# Page excerpt
- - -

Trying to read from specific fields of a CSV file - csv

The code provided reads a CSV file and prints the count of all strings found in descending order. However, I would like to know how to specify what fields I would like to read in count...for example
./example-awk.awk 1,2 file.csv would read strings from fields 1 and 2 and print the counts
#!/bin/awk -f
BEGIN {
FIELDS = ARGV[1];
delete ARGV[1];
FS = ", *"
}
{
for(i = 1; i <= NF; i++)
if(FNR != 1)
data[++data_index] = $i
}
END {
produce_numbers(data)
PROCINFO["sorted_in"] = "#val_num_desc"
for(i in freq)
printf "%s\t%d\n", i, freq[i]
}
function produce_numbers(sortedarray)
{
n = asort(sortedarray)
for(i = 1 ; i <= n; i++)
{
freq[sortedarray[i]]++
}
return
}
This is currently the code I am working with, ARGV[1] will of course be the specified fields. I am unsure how to go about storing this value to use it.
For example ./example-awk.awk 1,2 simple.csv with simple.csv containing
A,B,C,A
B,D,C,A
C,D,A,B
D,C,A,A
Should result in
D 3
C 2
B 2
A 1
Because it only counts strings in fields 1 and 2

EDIT(as per OP's request): As per OP he/she needs to have solution using ARGV so adding solution as per that now (NOTE: cat script.awk is only written to show content of actual awk script only).
cat script.awk
BEGIN{
FS=","
OFS="\t"
for(i=1;i<(ARGC-1);i++){
arr[ARGV[i]]
delete ARGV[i]
}
}
{
for(i in arr){ value[$i]++ }
}
END{
PROCINFO["sorted_in"] = "#ind_str_desc"

- - -

# Information provided
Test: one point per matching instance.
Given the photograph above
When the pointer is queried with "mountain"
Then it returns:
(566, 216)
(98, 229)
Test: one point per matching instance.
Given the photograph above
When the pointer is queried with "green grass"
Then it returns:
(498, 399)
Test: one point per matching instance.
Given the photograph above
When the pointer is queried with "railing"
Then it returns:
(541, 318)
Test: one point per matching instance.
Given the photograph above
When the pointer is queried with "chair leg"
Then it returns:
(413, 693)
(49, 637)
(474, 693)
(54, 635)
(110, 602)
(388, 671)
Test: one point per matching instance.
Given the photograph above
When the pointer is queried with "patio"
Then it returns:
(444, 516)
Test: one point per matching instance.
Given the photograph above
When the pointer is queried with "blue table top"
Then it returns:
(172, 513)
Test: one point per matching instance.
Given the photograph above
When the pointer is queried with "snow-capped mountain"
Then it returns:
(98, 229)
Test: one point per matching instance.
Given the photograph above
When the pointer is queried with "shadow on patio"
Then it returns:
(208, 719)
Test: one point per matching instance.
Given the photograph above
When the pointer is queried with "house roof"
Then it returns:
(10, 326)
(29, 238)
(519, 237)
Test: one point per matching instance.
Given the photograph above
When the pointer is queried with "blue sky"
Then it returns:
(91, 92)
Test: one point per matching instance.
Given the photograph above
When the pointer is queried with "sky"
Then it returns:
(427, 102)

- - -

# Problems to solve
**A)** Transcribe the awk CSV thread word for word, everything from "data[++data_index] = $i" down to "for(i = 1 ; i <= n; i++)".
**B)** In the awk CSV thread, rewrite the paragraph starting "EDIT(as per OP's request)" more briefly, keeping its main facts.

# Answers to the exercise
**A)**
data[++data_index] = $i
}
END {
produce_numbers(data)
PROCINFO["sorted_in"] = "#val_num_desc"
for(i in freq)
printf "%s\t%d\n", i, freq[i]
}
function produce_numbers(sortedarray)
{
n = asort(sortedarray)
for(i = 1 ; i <= n; i++)

**B)** Edit at the original poster's request: this adds a solution that uses ARGV, as the poster needs. The line "cat script.awk" only shows the awk script itself.